##### SOURCE #####
More commerce than art?

“Totally. It was about setting up a franchise. 100% what it was about.”

Surely, not Disney?

“I think the audience said, ‘We’re not ready for that.’ Pirates of the Caribbean was spontaneous. It was lightning in a bottle… The movie itself I was fine with. The finished product? Tonally, there were definitely issues. It wasn’t a perfect movie, but at the same time I don’t know that it deserves the backlash it got.”

We progress into the present in silent acknowledgement of the setting California sun, pushing onwards in the face of overwhelming tragedy; the beer has been depleted. I ask about Tom Cruise, originally tapped to co-star alongside Armie in the Cold War adventure film, The Man from U.N.C.L.E.
#####
# TASKS:
a – In the interview, who was originally tapped to co-star alongside Armie in The Man from U.N.C.L.E.?
b – Condense the paragraph of the interview that begins "I think the audience said" into a short bulleted list that keeps its main points.
c – Proceed with the interview from the point where the text stops.
The records have no connection to the interview.
##### RAW DATA #####
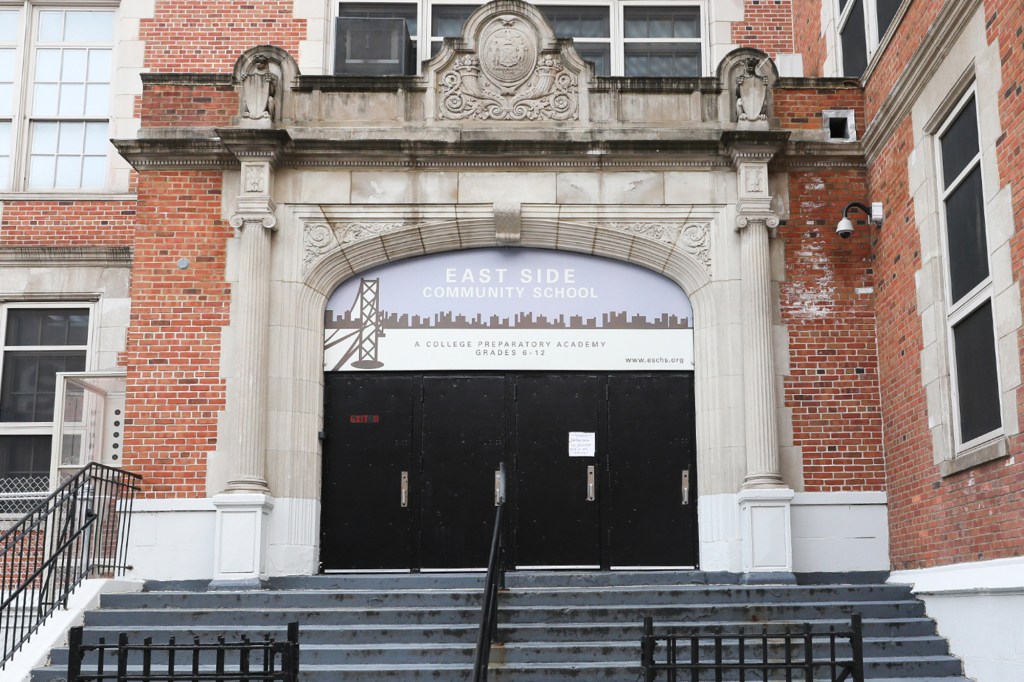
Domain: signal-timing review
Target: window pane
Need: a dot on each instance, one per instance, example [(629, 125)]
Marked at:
[(93, 27), (446, 20), (50, 26), (72, 99), (47, 327), (662, 23), (662, 60), (381, 10), (977, 381), (966, 230), (960, 143), (599, 54), (30, 382), (25, 456), (854, 42), (887, 12), (8, 26), (579, 22)]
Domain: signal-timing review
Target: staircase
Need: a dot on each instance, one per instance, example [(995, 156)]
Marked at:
[(555, 626)]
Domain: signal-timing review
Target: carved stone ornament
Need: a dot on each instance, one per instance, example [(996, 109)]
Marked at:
[(752, 92), (259, 90), (317, 241), (509, 78)]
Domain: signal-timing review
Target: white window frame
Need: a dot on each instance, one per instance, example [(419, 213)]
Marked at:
[(871, 38), (23, 117), (41, 428), (615, 10), (983, 292)]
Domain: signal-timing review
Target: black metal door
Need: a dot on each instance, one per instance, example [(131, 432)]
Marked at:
[(463, 442), (557, 517), (368, 508), (650, 505)]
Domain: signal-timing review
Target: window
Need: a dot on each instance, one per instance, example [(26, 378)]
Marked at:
[(862, 25), (970, 318), (621, 37), (38, 342), (55, 73)]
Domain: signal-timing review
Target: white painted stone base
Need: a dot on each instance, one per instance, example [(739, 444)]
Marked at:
[(294, 538), (53, 633), (767, 530), (978, 608), (172, 540), (840, 531), (830, 533), (240, 538)]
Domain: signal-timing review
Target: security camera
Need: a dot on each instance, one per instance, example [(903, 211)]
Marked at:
[(844, 228)]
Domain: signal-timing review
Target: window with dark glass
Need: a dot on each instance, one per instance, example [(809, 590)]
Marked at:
[(38, 342), (970, 316)]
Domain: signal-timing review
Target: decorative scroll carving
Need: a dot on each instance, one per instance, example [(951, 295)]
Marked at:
[(662, 231), (356, 231), (695, 242), (318, 240), (509, 79)]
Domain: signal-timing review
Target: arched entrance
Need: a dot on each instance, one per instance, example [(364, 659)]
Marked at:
[(572, 372)]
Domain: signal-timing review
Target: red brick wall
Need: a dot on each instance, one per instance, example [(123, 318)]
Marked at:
[(807, 38), (976, 514), (68, 223), (767, 25), (187, 105), (833, 383), (174, 390), (208, 37)]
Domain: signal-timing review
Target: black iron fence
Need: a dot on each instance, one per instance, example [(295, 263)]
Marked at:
[(245, 661), (80, 529), (770, 651), (495, 583)]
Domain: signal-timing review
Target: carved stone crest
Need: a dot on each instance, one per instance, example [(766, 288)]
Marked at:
[(511, 69)]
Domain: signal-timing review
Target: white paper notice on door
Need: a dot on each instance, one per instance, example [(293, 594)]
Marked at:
[(582, 443)]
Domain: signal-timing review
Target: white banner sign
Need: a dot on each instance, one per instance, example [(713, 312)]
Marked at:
[(508, 309)]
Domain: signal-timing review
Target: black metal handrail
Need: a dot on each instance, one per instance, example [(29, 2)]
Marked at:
[(771, 647), (79, 530), (496, 582), (266, 661)]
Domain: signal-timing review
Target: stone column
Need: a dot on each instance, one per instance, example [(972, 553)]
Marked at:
[(764, 499), (244, 506)]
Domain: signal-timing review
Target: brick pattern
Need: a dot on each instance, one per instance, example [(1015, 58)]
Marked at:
[(67, 223), (826, 306), (184, 105), (208, 37), (767, 25), (976, 514), (174, 391), (800, 109)]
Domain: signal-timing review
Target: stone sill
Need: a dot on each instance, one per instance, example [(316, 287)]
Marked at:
[(975, 457)]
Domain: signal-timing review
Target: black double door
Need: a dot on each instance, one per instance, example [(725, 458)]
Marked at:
[(599, 469)]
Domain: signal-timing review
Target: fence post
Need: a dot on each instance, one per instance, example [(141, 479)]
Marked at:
[(647, 649), (75, 653), (857, 644)]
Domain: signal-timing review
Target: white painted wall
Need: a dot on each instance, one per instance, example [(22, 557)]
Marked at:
[(978, 608)]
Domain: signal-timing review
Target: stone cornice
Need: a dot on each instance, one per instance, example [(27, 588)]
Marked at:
[(37, 256), (950, 22)]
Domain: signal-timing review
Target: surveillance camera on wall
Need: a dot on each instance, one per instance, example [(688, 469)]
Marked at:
[(844, 228)]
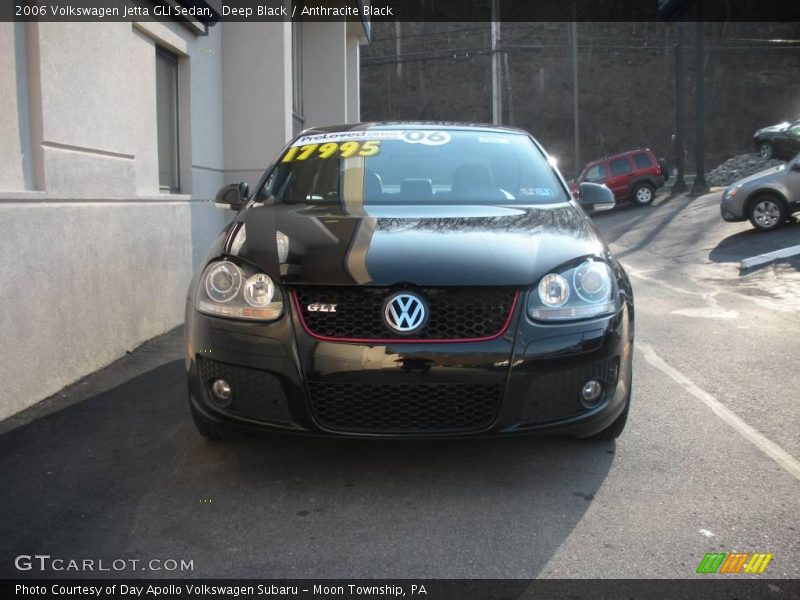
#####
# REPLIES:
a – Tom Cruise.

b –
- The audience signaled it wasn't ready for the film.
- Pirates of the Caribbean was spontaneous, "lightning in a bottle."
- The speaker was fine with the movie itself, but the finished product had tonal issues.
- It wasn't a perfect movie, though it may not deserve the backlash it got.

c –
“I met Tom on the set of J. Edgar when we were doing late night shoots with his son, Connor. He shows up with his son and just walks on set. Just wants to see Clint. I think he was in a Veyron at the time. Who knows what he was doing? It’s a weird thing—I’m over it now because we’ve spent so much time together, but when Tom Cruise walks into a room, people get funny. People who you’re like, oh they’ve got it under control, they’ll act weird. He’s Tom Cruise. Literally the movie star. The most famous movie star. He is the guy. When he walks into a room people drop shit. And like, yelp. Cry. Weird, weird stuff.

“So he shows up, meets everybody. I think he knows Leo. Then he comes up to me and he’s like, ‘Hi. Tom. So nice to meet you.’ Later we end up doing the full screen test before I get a call saying Tom’s out. Sure. Whatever. Tom Cruise has like eight movies that he’s working on at all times. I just know we had a blast working together while we did.”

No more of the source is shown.